### TASK STATEMENT
Reproduce verbatim the lines in the records below, starting at the line that contains "For the benchmark, mark every instance of the open" and continuing through the last line of the records, both ends included.

[Point labeling dataset excerpts]
• • • • • • •
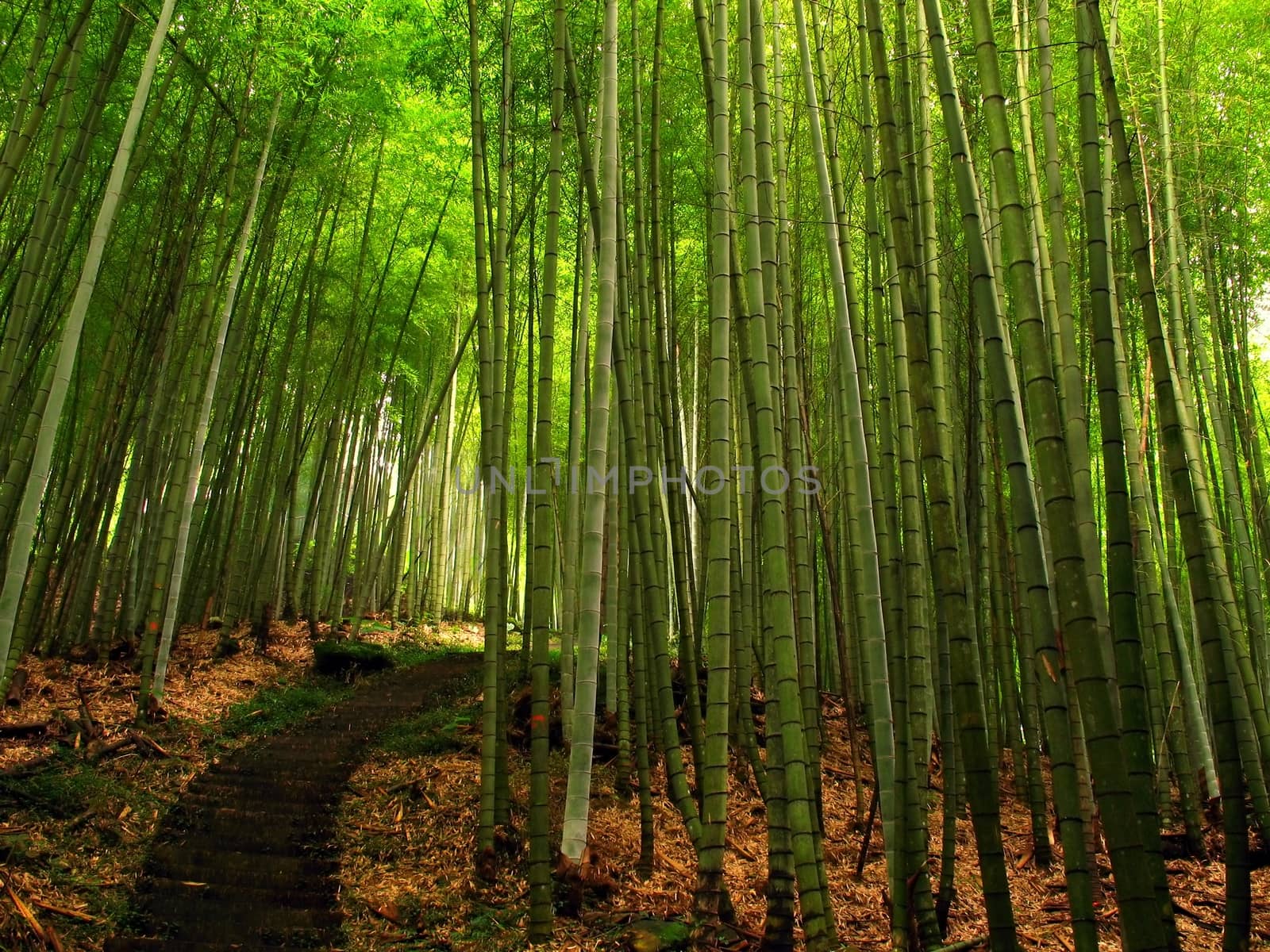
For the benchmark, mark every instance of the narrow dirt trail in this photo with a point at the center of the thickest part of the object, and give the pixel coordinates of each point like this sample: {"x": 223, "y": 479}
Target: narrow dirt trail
{"x": 247, "y": 861}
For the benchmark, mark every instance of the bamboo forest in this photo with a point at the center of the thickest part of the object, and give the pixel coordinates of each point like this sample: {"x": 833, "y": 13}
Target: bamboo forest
{"x": 649, "y": 475}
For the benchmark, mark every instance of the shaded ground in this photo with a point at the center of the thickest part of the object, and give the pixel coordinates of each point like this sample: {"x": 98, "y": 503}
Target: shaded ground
{"x": 247, "y": 858}
{"x": 76, "y": 833}
{"x": 408, "y": 843}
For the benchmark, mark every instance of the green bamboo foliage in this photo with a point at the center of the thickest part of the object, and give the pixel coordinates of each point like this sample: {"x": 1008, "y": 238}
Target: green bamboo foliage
{"x": 544, "y": 522}
{"x": 59, "y": 382}
{"x": 1191, "y": 507}
{"x": 718, "y": 581}
{"x": 949, "y": 558}
{"x": 578, "y": 795}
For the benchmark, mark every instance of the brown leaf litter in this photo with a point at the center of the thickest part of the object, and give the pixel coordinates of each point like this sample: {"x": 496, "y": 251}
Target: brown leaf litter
{"x": 408, "y": 847}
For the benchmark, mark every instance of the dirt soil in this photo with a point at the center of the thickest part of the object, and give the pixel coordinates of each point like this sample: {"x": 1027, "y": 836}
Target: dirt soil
{"x": 76, "y": 835}
{"x": 408, "y": 847}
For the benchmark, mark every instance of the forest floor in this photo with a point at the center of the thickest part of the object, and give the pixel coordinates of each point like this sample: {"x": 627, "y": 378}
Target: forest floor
{"x": 75, "y": 835}
{"x": 83, "y": 799}
{"x": 408, "y": 847}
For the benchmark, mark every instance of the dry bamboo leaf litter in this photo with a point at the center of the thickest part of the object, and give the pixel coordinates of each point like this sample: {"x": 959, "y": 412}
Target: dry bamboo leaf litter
{"x": 425, "y": 871}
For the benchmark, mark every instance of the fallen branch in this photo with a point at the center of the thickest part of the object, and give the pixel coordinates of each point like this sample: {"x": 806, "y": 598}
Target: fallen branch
{"x": 964, "y": 946}
{"x": 44, "y": 933}
{"x": 27, "y": 729}
{"x": 63, "y": 911}
{"x": 13, "y": 698}
{"x": 864, "y": 846}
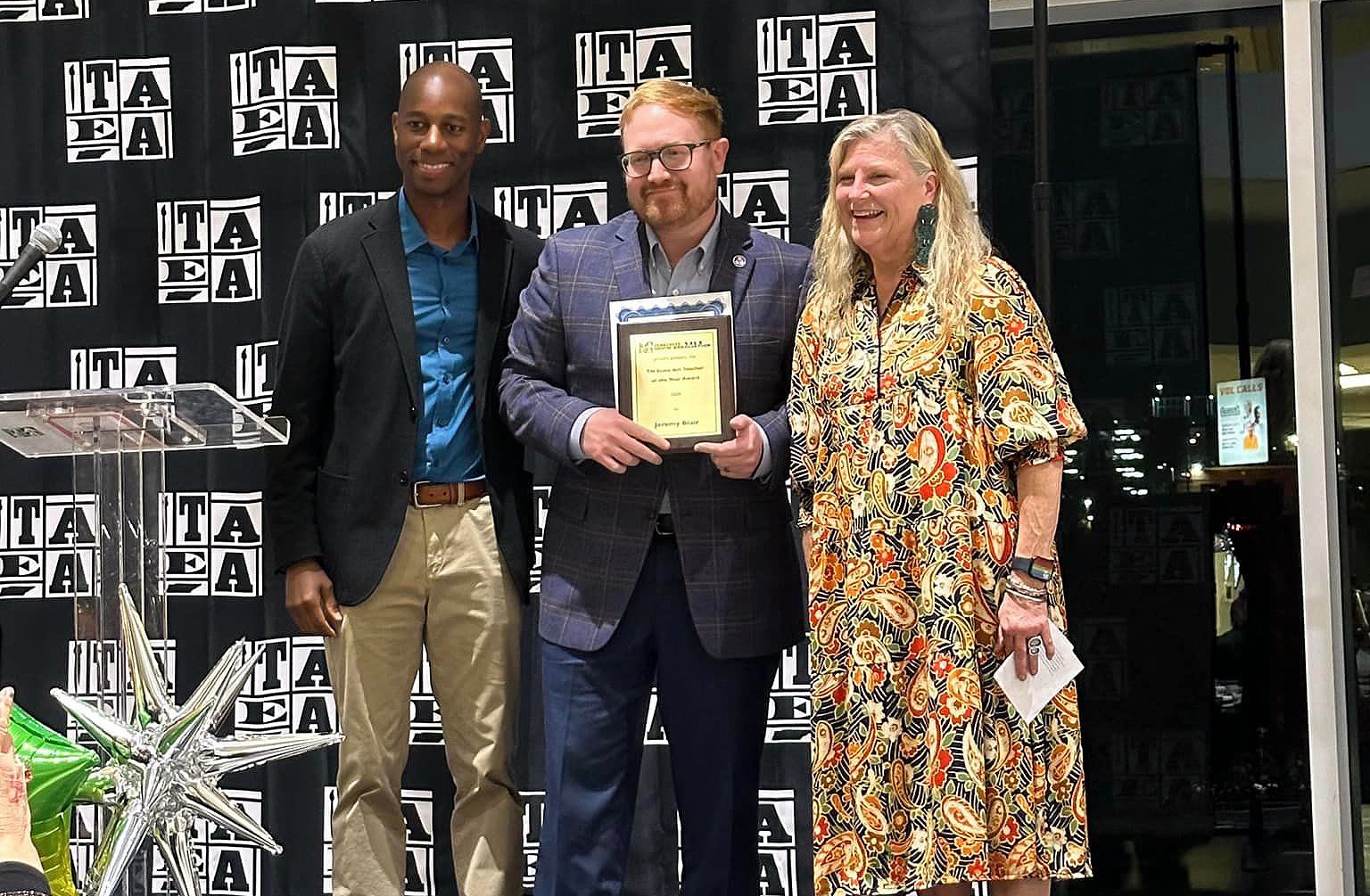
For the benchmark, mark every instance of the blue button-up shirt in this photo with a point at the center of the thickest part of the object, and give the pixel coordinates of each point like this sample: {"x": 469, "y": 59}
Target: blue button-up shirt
{"x": 442, "y": 284}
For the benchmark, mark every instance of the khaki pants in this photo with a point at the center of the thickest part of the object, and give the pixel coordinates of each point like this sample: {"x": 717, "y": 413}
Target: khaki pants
{"x": 444, "y": 587}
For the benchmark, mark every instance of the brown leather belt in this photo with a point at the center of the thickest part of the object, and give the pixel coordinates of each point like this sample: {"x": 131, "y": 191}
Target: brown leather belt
{"x": 439, "y": 493}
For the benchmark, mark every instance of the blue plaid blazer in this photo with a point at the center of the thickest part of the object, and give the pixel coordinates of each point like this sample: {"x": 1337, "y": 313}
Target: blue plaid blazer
{"x": 741, "y": 569}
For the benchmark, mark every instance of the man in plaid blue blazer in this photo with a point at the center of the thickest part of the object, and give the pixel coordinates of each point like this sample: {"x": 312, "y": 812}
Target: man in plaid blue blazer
{"x": 679, "y": 569}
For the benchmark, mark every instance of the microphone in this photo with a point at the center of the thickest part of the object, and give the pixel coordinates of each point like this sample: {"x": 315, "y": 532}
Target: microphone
{"x": 44, "y": 239}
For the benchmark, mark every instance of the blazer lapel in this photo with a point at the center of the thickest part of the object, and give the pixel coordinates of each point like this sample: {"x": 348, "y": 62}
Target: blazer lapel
{"x": 385, "y": 251}
{"x": 493, "y": 260}
{"x": 733, "y": 262}
{"x": 626, "y": 255}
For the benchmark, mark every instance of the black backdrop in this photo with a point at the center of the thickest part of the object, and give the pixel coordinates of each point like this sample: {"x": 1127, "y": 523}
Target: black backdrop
{"x": 186, "y": 147}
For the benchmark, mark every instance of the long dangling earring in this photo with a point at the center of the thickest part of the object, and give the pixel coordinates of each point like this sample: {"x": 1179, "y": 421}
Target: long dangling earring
{"x": 925, "y": 230}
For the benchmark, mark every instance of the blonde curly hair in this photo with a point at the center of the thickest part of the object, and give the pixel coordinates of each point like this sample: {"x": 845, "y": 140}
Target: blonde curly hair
{"x": 959, "y": 248}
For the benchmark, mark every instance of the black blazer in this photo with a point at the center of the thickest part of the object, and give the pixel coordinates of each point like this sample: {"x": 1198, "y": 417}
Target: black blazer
{"x": 348, "y": 381}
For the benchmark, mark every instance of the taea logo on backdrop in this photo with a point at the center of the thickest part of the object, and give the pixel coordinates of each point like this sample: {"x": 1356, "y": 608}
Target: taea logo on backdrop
{"x": 490, "y": 61}
{"x": 534, "y": 803}
{"x": 543, "y": 499}
{"x": 610, "y": 64}
{"x": 209, "y": 250}
{"x": 779, "y": 845}
{"x": 229, "y": 865}
{"x": 118, "y": 109}
{"x": 291, "y": 694}
{"x": 46, "y": 546}
{"x": 788, "y": 710}
{"x": 284, "y": 97}
{"x": 337, "y": 204}
{"x": 66, "y": 278}
{"x": 417, "y": 809}
{"x": 191, "y": 7}
{"x": 544, "y": 209}
{"x": 122, "y": 367}
{"x": 255, "y": 373}
{"x": 759, "y": 199}
{"x": 815, "y": 68}
{"x": 211, "y": 543}
{"x": 43, "y": 10}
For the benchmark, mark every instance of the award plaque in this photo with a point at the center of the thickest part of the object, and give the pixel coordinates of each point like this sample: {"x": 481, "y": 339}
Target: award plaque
{"x": 676, "y": 378}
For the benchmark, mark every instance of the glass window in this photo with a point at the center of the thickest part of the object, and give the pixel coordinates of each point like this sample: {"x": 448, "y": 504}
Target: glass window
{"x": 1347, "y": 107}
{"x": 1180, "y": 543}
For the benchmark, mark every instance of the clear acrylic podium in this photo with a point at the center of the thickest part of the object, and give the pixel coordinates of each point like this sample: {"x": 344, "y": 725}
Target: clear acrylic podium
{"x": 118, "y": 440}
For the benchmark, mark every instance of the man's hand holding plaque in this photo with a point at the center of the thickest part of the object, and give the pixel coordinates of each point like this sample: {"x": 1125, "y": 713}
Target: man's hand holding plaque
{"x": 616, "y": 443}
{"x": 739, "y": 456}
{"x": 676, "y": 378}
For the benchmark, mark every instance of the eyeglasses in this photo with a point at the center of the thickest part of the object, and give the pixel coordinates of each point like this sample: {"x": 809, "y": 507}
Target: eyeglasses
{"x": 674, "y": 156}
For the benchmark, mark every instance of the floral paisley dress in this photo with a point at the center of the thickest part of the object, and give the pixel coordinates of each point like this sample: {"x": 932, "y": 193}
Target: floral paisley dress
{"x": 904, "y": 448}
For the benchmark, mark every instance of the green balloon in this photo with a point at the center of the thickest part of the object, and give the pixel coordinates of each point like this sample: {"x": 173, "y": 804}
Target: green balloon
{"x": 51, "y": 837}
{"x": 59, "y": 768}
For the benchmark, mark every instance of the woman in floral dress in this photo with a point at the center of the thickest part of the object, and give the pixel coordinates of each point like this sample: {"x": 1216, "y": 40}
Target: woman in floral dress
{"x": 929, "y": 413}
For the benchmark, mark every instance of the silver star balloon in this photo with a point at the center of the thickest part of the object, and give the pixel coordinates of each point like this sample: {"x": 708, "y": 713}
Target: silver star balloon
{"x": 166, "y": 762}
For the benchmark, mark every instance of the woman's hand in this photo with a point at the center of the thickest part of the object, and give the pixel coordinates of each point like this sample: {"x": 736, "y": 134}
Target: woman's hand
{"x": 15, "y": 843}
{"x": 1019, "y": 621}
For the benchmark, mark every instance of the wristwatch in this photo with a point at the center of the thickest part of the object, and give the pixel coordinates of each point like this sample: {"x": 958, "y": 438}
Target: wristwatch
{"x": 1042, "y": 569}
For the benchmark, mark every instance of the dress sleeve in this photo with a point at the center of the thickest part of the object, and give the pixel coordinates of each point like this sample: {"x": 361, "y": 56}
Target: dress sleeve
{"x": 1022, "y": 399}
{"x": 803, "y": 421}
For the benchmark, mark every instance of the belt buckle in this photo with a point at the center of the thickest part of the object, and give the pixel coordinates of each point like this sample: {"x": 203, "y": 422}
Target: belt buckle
{"x": 414, "y": 495}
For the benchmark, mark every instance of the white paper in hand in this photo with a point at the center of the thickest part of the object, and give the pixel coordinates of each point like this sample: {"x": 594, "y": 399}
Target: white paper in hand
{"x": 1030, "y": 696}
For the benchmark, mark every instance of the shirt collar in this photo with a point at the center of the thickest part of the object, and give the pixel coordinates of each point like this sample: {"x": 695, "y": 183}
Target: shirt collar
{"x": 706, "y": 245}
{"x": 413, "y": 232}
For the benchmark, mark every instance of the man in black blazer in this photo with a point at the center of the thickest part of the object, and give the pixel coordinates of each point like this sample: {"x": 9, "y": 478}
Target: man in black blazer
{"x": 400, "y": 511}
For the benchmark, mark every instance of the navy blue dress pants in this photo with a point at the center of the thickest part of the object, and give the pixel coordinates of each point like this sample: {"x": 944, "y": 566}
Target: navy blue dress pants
{"x": 595, "y": 706}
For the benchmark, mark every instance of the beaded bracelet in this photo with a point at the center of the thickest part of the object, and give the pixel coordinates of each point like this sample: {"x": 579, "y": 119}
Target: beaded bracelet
{"x": 1024, "y": 592}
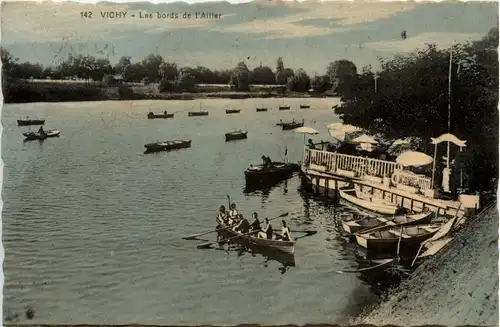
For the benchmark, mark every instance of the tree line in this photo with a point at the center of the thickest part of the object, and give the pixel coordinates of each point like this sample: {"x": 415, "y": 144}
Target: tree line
{"x": 411, "y": 99}
{"x": 154, "y": 69}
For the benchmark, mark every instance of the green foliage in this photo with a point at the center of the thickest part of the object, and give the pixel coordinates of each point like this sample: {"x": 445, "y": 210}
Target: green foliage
{"x": 412, "y": 100}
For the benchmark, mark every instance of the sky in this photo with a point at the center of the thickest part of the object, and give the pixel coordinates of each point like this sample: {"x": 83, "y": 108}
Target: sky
{"x": 306, "y": 35}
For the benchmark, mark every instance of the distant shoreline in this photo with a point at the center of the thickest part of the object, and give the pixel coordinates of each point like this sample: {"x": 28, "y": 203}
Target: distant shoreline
{"x": 28, "y": 92}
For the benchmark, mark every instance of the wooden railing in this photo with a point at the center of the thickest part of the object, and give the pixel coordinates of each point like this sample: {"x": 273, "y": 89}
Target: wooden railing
{"x": 337, "y": 163}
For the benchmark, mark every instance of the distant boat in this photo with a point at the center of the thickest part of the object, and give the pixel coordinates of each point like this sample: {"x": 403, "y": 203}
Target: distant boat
{"x": 292, "y": 125}
{"x": 152, "y": 115}
{"x": 167, "y": 146}
{"x": 30, "y": 136}
{"x": 236, "y": 135}
{"x": 28, "y": 122}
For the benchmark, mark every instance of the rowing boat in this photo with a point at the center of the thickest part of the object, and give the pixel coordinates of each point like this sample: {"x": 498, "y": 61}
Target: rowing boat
{"x": 236, "y": 135}
{"x": 249, "y": 240}
{"x": 368, "y": 202}
{"x": 354, "y": 226}
{"x": 384, "y": 239}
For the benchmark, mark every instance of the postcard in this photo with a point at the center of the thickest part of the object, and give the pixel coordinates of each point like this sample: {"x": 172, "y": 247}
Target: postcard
{"x": 262, "y": 162}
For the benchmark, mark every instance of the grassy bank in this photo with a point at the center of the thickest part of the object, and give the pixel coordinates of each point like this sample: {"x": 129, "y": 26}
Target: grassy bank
{"x": 458, "y": 286}
{"x": 68, "y": 91}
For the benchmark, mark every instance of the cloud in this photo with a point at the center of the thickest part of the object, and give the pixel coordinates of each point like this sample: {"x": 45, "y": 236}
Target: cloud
{"x": 442, "y": 40}
{"x": 342, "y": 15}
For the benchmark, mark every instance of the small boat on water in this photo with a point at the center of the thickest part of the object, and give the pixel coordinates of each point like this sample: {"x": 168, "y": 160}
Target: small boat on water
{"x": 278, "y": 245}
{"x": 369, "y": 202}
{"x": 292, "y": 125}
{"x": 388, "y": 239}
{"x": 259, "y": 176}
{"x": 30, "y": 136}
{"x": 236, "y": 135}
{"x": 30, "y": 122}
{"x": 167, "y": 146}
{"x": 364, "y": 223}
{"x": 165, "y": 115}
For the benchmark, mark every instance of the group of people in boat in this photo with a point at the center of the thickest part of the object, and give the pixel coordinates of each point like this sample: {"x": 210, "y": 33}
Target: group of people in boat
{"x": 240, "y": 224}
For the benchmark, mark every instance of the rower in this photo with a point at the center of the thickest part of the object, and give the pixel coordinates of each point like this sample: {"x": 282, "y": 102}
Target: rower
{"x": 268, "y": 230}
{"x": 255, "y": 226}
{"x": 285, "y": 232}
{"x": 243, "y": 225}
{"x": 222, "y": 216}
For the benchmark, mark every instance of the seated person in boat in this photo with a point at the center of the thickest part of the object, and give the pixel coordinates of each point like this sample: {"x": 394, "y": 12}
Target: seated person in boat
{"x": 285, "y": 232}
{"x": 255, "y": 226}
{"x": 243, "y": 225}
{"x": 268, "y": 230}
{"x": 222, "y": 216}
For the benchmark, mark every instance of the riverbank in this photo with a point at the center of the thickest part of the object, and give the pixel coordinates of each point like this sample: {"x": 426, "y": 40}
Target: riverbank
{"x": 458, "y": 286}
{"x": 52, "y": 91}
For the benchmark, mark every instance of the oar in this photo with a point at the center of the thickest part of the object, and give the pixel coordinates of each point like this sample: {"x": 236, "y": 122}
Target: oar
{"x": 205, "y": 245}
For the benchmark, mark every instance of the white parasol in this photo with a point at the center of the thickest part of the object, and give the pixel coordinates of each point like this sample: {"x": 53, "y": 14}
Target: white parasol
{"x": 413, "y": 158}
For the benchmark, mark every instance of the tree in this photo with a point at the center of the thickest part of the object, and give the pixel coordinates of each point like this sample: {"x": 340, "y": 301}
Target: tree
{"x": 263, "y": 75}
{"x": 412, "y": 100}
{"x": 341, "y": 73}
{"x": 151, "y": 65}
{"x": 168, "y": 70}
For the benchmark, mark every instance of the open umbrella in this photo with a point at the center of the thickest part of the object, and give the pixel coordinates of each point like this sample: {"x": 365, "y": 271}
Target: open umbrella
{"x": 306, "y": 130}
{"x": 413, "y": 158}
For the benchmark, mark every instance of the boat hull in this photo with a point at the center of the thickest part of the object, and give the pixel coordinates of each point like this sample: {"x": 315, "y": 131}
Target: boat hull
{"x": 30, "y": 122}
{"x": 167, "y": 146}
{"x": 235, "y": 136}
{"x": 290, "y": 126}
{"x": 379, "y": 207}
{"x": 256, "y": 176}
{"x": 282, "y": 246}
{"x": 355, "y": 226}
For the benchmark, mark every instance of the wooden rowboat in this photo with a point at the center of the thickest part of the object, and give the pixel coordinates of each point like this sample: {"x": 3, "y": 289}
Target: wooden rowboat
{"x": 283, "y": 246}
{"x": 236, "y": 135}
{"x": 388, "y": 239}
{"x": 354, "y": 226}
{"x": 368, "y": 202}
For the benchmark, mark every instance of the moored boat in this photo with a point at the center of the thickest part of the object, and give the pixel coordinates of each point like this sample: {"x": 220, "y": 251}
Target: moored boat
{"x": 236, "y": 135}
{"x": 165, "y": 115}
{"x": 366, "y": 201}
{"x": 167, "y": 146}
{"x": 388, "y": 238}
{"x": 278, "y": 171}
{"x": 292, "y": 125}
{"x": 29, "y": 136}
{"x": 29, "y": 122}
{"x": 364, "y": 223}
{"x": 278, "y": 245}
• • • • • • •
### THE ANSWER
For the benchmark, mark every instance of the open umbrella in this photo with a point at the center of the thickest part of the object, and give the pixel coordinates of each point like this sample: {"x": 365, "y": 271}
Target: open umbrella
{"x": 306, "y": 130}
{"x": 413, "y": 158}
For the benchmark, mark every instance of the boat hull in this photo with a point at the center of the thickest part of the object, and give the pixel coordinates of each point like this sample: {"x": 315, "y": 131}
Target: boat hull
{"x": 30, "y": 122}
{"x": 167, "y": 146}
{"x": 235, "y": 136}
{"x": 290, "y": 126}
{"x": 379, "y": 207}
{"x": 256, "y": 176}
{"x": 282, "y": 246}
{"x": 355, "y": 226}
For the benchmark, mark every instance of the wooden rowboat in this photo with a point at the center of the thickest part of the object, and give the pixel coordinates of each point like this sample: {"x": 3, "y": 289}
Target: wooden rowboat
{"x": 283, "y": 246}
{"x": 236, "y": 135}
{"x": 388, "y": 239}
{"x": 354, "y": 226}
{"x": 368, "y": 202}
For the benchmark, mark every instance of the moored boat in this photo with a point at the center of the thickest part of the object, and give the pixel coordinates of each point like this sample: {"x": 220, "y": 251}
Target: moored boat
{"x": 236, "y": 135}
{"x": 165, "y": 115}
{"x": 366, "y": 201}
{"x": 167, "y": 146}
{"x": 388, "y": 238}
{"x": 278, "y": 171}
{"x": 292, "y": 125}
{"x": 29, "y": 136}
{"x": 29, "y": 122}
{"x": 364, "y": 223}
{"x": 278, "y": 245}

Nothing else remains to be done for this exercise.